Written task: Copy out the stretch of the press release on international media buying below, from "Budgeting is another" through "own labour costs.".

Given text:
****
International media planning and buying - and the perils of DIY

 

Released on: February 11, 2008, 5:03 am

Press Release Author: Richard Fox, Managing Director, Fox Media

Industry: Advertising

Press Release Summary: The internet has made it much easier for advertising clients to book their own media space and airtime - but there are very good reasons to think twice about doing so ...

Press Release Body: With the information superhighway nowadays linking all parts of our global media village, in theory it should be easy for anyone to plan and buy international media campaigns effectively. Clearly the internet is making it much more straightforward for clients to find the information they need and access media direct, right around the world.

But in the reality of this brave new worldwide arena, international media planning and buying is no less hazardous for the unwary and inexperienced than it was in days of old. Just because finding the contact details of foreign media has become simply a matter of typing a few words into Google, that doesn’t mean the trapdoors and ambushes have suddenly been spirited away.

In media, the buyer should always beware: but when an inexperienced client is tempted to engage in a bit of DIY media buying at the international level, the chances of a painful outcome can be greatly multiplied.

The fact that international buying tends to be more complex has implications for lead times, for instance. Whilst multi-country media campaigns can be executed quickly and efficiently by agencies with the right media specialisms, clients who attempt to do the job themselves will often underestimate the cumulative effects of differences in booking protocols and terminology, variations in rate card structures, language obstacles - even the way national holidays can impact on short term buying - and a host of other factors.

Last minute media buying is great if you're in charge of the situation - but if the 'distress purchase' is being made by someone who should have got their act together earlier, costs will inevitably soar.

Budgeting is another media job that is often bodged by the DIY client. The media budget for an international campaign needs to incorporate a greater degree of flexibility than the budget for a single country campaign. For a campaign of any sizeable duration, it's really important to build into the media plan a larger reserve, ensuring that adjustments can be implemented to take account of currency volatilities, sudden massive increases in media costs (as has been happening in Russia, for instance) and unexpected pan-continental expenditure 'spikes' by competitive brands.

The temptation to impose a 'one size fits all' media solution across a number of different territories is also a common mistake. And this is not confined to DIY-inclined clients: quite often it represents a useful 'quick fix' that a rogue agency can use to cut their own labour costs.
****
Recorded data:
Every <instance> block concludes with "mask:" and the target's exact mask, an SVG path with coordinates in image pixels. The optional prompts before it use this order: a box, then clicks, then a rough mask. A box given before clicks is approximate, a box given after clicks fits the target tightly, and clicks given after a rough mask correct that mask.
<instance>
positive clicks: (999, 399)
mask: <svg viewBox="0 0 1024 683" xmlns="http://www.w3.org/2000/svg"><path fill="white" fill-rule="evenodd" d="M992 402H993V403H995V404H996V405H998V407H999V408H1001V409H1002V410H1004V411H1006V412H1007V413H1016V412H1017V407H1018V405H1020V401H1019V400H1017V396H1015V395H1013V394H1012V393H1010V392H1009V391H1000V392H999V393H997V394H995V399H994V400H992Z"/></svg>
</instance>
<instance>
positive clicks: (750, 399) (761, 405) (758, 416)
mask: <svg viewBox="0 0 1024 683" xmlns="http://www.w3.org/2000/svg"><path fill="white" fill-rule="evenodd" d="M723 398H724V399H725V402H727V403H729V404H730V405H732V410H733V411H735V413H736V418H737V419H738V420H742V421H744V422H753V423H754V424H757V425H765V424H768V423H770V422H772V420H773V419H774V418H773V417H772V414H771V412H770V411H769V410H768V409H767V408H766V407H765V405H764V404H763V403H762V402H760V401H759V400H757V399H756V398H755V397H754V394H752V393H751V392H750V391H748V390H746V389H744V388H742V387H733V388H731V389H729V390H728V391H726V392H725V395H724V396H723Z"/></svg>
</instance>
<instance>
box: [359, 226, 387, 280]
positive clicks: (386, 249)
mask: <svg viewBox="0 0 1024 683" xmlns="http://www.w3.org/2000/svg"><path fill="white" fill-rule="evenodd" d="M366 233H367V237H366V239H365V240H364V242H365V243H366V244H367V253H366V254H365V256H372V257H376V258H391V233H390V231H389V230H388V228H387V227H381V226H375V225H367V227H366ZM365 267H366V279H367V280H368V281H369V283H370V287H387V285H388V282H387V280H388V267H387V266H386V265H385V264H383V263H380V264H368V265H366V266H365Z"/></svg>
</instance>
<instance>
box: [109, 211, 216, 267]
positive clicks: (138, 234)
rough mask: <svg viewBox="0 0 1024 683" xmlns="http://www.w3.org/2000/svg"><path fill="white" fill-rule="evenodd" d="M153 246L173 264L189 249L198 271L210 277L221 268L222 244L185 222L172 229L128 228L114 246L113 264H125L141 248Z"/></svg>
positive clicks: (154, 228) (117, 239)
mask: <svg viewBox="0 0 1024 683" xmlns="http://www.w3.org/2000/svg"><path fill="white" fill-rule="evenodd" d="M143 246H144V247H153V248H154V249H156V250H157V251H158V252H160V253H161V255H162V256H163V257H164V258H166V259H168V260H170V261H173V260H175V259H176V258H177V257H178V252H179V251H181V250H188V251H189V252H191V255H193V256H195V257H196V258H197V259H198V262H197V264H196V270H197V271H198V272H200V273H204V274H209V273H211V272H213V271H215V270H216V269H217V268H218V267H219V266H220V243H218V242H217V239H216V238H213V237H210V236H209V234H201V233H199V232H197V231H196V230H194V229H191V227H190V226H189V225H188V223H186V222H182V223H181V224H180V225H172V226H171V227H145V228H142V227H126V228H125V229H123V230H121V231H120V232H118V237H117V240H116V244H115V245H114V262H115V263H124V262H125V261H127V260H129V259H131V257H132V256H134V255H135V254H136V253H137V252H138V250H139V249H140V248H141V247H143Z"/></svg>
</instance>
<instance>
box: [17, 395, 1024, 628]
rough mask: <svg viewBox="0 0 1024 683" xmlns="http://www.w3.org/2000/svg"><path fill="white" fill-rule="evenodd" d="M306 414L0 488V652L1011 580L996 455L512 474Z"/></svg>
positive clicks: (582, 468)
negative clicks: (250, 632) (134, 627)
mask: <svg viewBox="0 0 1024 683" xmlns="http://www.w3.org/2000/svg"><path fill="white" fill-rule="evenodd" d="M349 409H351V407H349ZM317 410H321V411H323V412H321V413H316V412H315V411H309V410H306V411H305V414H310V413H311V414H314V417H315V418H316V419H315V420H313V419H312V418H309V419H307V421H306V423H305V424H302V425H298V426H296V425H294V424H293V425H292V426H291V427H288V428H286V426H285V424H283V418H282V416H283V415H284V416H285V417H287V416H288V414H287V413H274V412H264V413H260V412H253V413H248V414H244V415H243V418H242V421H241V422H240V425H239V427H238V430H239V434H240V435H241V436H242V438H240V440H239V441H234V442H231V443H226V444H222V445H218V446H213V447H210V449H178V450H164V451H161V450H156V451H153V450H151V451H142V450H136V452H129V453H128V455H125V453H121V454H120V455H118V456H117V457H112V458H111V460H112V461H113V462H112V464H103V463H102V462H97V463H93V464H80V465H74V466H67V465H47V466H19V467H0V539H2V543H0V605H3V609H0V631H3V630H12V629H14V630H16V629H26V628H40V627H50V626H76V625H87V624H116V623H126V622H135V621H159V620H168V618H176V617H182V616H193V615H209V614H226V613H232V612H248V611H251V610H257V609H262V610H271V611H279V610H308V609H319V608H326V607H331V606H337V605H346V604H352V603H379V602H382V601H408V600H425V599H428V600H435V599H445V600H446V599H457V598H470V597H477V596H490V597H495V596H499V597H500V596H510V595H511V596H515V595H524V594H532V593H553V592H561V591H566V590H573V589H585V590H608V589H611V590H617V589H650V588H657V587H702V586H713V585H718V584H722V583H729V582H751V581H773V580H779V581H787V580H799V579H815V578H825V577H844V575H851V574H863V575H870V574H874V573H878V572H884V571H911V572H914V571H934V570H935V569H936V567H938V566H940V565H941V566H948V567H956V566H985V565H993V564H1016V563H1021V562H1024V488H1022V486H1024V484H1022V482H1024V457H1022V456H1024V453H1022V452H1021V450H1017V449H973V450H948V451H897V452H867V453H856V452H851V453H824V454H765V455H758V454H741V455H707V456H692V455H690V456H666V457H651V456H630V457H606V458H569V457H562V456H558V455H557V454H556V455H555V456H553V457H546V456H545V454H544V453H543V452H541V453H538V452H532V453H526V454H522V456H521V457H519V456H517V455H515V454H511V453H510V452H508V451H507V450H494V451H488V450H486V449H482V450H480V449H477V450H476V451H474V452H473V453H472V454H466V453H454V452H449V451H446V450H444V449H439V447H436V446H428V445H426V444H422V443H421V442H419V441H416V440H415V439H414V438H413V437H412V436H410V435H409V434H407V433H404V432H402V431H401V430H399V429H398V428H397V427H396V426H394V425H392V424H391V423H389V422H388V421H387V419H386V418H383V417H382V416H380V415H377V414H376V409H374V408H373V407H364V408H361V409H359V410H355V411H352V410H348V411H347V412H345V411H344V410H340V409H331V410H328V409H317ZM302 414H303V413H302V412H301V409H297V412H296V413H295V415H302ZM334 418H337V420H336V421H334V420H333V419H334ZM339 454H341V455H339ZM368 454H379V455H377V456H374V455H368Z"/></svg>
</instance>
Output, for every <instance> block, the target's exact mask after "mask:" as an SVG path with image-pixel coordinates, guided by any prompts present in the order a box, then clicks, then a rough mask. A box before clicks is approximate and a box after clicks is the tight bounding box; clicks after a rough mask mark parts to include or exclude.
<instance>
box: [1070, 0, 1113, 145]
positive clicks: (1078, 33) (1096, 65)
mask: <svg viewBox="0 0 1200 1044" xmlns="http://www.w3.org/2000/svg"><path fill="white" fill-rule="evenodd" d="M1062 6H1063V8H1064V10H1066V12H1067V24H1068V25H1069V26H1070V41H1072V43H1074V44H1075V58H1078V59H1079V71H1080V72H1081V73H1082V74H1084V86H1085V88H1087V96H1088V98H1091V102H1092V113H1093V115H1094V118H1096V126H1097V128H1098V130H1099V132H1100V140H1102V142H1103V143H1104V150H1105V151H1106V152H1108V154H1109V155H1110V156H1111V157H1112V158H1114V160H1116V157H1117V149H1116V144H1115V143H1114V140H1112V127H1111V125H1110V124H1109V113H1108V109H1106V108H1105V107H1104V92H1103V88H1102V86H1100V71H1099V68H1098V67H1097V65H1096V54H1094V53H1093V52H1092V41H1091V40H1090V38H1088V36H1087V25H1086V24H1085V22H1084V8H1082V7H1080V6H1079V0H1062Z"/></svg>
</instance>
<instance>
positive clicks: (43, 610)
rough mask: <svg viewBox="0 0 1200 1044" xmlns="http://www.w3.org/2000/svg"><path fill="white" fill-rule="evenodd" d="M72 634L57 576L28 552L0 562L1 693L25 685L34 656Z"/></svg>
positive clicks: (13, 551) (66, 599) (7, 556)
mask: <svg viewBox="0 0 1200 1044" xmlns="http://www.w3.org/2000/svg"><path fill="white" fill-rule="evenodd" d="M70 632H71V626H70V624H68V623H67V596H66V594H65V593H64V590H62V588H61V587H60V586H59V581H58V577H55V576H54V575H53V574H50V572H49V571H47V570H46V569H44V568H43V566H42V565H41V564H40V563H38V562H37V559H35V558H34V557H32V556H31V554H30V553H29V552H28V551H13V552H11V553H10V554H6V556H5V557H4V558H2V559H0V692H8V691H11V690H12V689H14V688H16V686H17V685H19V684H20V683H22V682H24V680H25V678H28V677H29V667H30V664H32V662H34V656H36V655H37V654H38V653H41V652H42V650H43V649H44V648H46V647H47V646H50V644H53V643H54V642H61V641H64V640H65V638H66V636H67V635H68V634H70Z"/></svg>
****
Answer for this exercise:
Budgeting is another media job that is often bodged by the DIY client. The media budget for an international campaign needs to incorporate a greater degree of flexibility than the budget for a single country campaign. For a campaign of any sizeable duration, it's really important to build into the media plan a larger reserve, ensuring that adjustments can be implemented to take account of currency volatilities, sudden massive increases in media costs (as has been happening in Russia, for instance) and unexpected pan-continental expenditure 'spikes' by competitive brands.

The temptation to impose a 'one size fits all' media solution across a number of different territories is also a common mistake. And this is not confined to DIY-inclined clients: quite often it represents a useful 'quick fix' that a rogue agency can use to cut their own labour costs.